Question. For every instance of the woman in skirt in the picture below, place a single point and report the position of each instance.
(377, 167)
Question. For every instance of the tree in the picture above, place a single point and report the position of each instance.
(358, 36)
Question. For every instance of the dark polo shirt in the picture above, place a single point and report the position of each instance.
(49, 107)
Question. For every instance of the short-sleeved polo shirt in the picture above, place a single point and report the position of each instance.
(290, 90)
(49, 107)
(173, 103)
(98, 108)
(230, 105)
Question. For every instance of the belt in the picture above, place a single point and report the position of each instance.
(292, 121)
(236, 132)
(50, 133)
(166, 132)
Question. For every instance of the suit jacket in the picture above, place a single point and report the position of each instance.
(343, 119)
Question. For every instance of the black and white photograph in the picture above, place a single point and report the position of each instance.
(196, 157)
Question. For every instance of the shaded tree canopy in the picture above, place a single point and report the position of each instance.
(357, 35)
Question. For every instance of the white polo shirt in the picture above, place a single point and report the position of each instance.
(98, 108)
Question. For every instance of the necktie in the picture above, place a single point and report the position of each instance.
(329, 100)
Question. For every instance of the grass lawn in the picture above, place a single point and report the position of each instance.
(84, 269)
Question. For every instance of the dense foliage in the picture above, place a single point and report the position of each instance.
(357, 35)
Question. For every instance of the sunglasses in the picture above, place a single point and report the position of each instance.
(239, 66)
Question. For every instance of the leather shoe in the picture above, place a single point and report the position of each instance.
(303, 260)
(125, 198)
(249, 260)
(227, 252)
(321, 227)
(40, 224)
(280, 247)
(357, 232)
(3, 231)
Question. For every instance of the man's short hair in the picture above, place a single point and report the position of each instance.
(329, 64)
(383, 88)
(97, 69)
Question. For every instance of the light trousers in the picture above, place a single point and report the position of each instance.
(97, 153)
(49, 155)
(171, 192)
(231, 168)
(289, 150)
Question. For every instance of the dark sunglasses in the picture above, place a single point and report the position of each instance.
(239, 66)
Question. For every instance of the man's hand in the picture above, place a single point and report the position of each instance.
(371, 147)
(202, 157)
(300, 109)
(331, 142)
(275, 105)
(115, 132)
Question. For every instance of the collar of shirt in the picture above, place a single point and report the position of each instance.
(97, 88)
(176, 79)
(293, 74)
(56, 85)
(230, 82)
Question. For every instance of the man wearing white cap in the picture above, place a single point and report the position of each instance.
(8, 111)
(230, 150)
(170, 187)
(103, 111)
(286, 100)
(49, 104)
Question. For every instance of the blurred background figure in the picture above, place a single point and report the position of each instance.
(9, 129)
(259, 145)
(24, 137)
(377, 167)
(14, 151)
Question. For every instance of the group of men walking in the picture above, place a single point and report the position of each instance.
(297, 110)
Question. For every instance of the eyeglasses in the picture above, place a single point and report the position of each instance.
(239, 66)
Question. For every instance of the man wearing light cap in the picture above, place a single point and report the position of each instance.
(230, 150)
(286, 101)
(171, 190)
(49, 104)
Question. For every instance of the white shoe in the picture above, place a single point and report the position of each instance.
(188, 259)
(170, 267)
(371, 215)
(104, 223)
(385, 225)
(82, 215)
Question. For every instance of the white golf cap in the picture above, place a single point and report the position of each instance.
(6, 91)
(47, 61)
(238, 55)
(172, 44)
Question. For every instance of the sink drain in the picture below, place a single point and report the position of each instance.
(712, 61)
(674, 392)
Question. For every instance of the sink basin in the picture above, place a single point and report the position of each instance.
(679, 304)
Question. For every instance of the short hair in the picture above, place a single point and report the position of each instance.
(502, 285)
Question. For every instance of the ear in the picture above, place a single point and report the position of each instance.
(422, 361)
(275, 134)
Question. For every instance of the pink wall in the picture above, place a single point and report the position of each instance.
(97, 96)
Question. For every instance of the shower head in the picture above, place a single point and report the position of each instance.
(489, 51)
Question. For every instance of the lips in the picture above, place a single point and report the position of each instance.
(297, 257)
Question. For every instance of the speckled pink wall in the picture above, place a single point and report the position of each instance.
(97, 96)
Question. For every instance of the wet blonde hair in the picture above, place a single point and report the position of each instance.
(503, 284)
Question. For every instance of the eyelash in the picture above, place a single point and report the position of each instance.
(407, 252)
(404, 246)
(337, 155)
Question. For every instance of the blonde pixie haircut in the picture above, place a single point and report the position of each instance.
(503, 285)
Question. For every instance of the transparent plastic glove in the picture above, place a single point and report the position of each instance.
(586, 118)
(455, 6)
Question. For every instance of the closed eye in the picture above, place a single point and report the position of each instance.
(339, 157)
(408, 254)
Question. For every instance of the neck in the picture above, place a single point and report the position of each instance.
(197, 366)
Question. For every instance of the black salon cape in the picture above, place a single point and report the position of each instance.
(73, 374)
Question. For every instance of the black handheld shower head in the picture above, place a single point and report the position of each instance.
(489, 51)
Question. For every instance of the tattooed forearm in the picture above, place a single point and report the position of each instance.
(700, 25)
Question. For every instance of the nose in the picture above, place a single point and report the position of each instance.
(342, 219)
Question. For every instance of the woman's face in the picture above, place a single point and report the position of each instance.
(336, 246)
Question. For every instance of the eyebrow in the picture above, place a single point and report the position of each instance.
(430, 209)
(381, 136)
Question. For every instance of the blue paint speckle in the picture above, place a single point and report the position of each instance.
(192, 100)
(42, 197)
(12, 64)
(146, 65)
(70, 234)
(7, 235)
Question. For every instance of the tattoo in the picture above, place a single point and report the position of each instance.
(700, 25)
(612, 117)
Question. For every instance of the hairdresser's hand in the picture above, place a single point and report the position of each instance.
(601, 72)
---
» **Goal**:
Return every record, word for word.

» **Output for this task**:
Question. For every instance of the woman in skirt in the picture below, place a single point and report the position of each instance.
(377, 167)
Question. For every instance of the tree in the picture above, place a single point and report the position of each instance.
(358, 36)
Question. For every instance of the dark polo shirt in the picture above, place a single point and report the position of each instance.
(49, 107)
Question. For every instance of the short-sleeved polo shirt in the picture above, place a single point and report the position of each instance.
(290, 90)
(49, 107)
(173, 103)
(98, 108)
(230, 105)
Question. For every instance of the belt in the picture above, place a single point and report the position of each instance.
(292, 121)
(236, 132)
(50, 133)
(166, 132)
Question. For every instance of the suit jacket in the picture above, place a single point and report the position of each instance.
(343, 119)
Question. For every instance of the black and white photograph in the picture above, place a single point and report the position of each instance.
(196, 157)
Question. For every instance of the shaded tree canopy in the picture above, place a single point and report the position of each instance.
(357, 35)
Question. For every instance of the white polo shirt in the picture above, place a single point and report the position of each instance.
(98, 108)
Question. For every instance of the necktie in the picture above, place a single point and report the position of each instance.
(329, 100)
Question. For every instance of the grass lawn in the picture above, place a single point and report the position of each instance.
(84, 269)
Question. For every instance of the dense foliage in the picture above, place a single point and report the position of each instance.
(357, 35)
Question. For every instance of the sunglasses in the picture above, place a single point and report the position of each instance.
(239, 66)
Question. For every instance of the leather shoe in the picture above, place a single point and report the position of each instance.
(303, 260)
(125, 198)
(249, 260)
(227, 252)
(321, 227)
(40, 224)
(280, 247)
(357, 232)
(3, 231)
Question. For every instance of the man's short hair in the picture above, place a single point and report the position of each instance.
(329, 64)
(383, 88)
(97, 69)
Question. For every instance of the light trousers in the picture above, place a single point and report the position of each instance.
(97, 153)
(49, 155)
(171, 192)
(231, 168)
(289, 150)
Question. For every instance of the dark sunglasses in the picture above, place a single point and report the position of each instance.
(239, 66)
Question. For every instance of the man's hand in the picture above, place a single point and report the position of each instance.
(371, 147)
(202, 157)
(300, 109)
(331, 142)
(275, 105)
(115, 132)
Question. For every instance of the collar of shirt in the picture above, place a single point and report the position of each instance.
(97, 88)
(176, 79)
(293, 74)
(56, 85)
(230, 82)
Question. For every instance of the man wearing white cap in the picture above, place a single point and report the position of each instance.
(8, 111)
(230, 150)
(170, 187)
(103, 111)
(286, 100)
(49, 104)
Question. For every instance of the blurred background figure in the picture above, place a single point and report the position of each instance.
(9, 129)
(259, 145)
(24, 137)
(377, 167)
(14, 151)
Question. For every instance of the group of men walking in the picture above, place a single point and report the position of each instance.
(297, 110)
Question. For every instance of the eyeglasses in the picture above, place a single point and report the position of each instance.
(239, 66)
Question. For every instance of the man wearing light cap in the picture above, place a single point and report the position of each instance.
(230, 150)
(286, 101)
(171, 190)
(49, 104)
Question. For every instance of the white shoe in the picture above, place a single point and report the position of each instance.
(188, 259)
(170, 267)
(371, 215)
(104, 223)
(385, 225)
(82, 215)
Question. For every instance of the white golf cap in the picture above, place a single point and report the position of each instance.
(6, 91)
(47, 61)
(238, 55)
(172, 44)
Question. For every instance of the sink drain in the picture below, place a single point and report the position of each instance.
(712, 61)
(674, 392)
Question. For every instance of the sink basin in the picture above, place a single point and report the position of each instance.
(679, 304)
Question. For every instance of the short hair in the picture above, place a single point and report the position of each instance.
(502, 285)
Question. For every instance of the ear in the picture above, place a single point and report the position of each instance.
(422, 361)
(275, 134)
Question. For every instance of the pink wall in the picture above, place a single point and report the position of each instance.
(97, 96)
Question. For every instance of the shower head in the picture above, place a single point and report the position of each instance.
(489, 51)
Question. For every instance of the lips in the picture above, place a single point and report the position of each instance.
(297, 257)
Question. For every instance of the speckled pink wall in the picture above, place a single point and report the position of each instance.
(97, 96)
Question. For every instance of the wet blonde hair in the picture above, place a single point and report the position of each instance.
(503, 284)
Question. For every instance of the eyelash in the picture above, place a single point and report the position of each instance.
(407, 252)
(404, 246)
(337, 155)
Question. For every instance of the blonde pixie haircut in the picture above, place a single point and report the position of each instance.
(503, 285)
Question. For every instance of the transparent plastic glove in the picture above, place a single point and report the position of each instance.
(586, 118)
(455, 6)
Question. For every instance of the closed eye in the picture above, place a single point and report the position of each instance.
(339, 157)
(408, 254)
Question. For every instance of the neck in the picture above, place a single point and report the position of each instance.
(197, 366)
Question. For every instance of the black salon cape in the picture above, place a single point and report the position of each instance.
(73, 374)
Question. For every instance of the black handheld shower head in the picture above, place a single point and report the position of each instance.
(489, 51)
Question. For every instance of the tattooed forearm in the picture above, place a single point and report the position of each instance.
(700, 25)
Question. For every instance of the nose in the picture above, place a single point and report the position of each instance.
(342, 219)
Question. For every instance of the woman's face in the picture above, place a single point and report the position of each instance.
(336, 246)
Question. For every instance of the eyebrow in the picture above, place a single point and report the position of each instance.
(430, 209)
(381, 136)
Question. For every instance of the blue paint speckle in the picture above, place a single point and report the position of each instance.
(192, 100)
(42, 197)
(12, 64)
(146, 65)
(70, 234)
(7, 235)
Question. For every instance of the tattoo in the picture above, place a single point and report the position of each instance.
(700, 25)
(612, 117)
Question. For every instance of the hairdresser's hand in the picture above, place a single point and report the position of each instance.
(601, 72)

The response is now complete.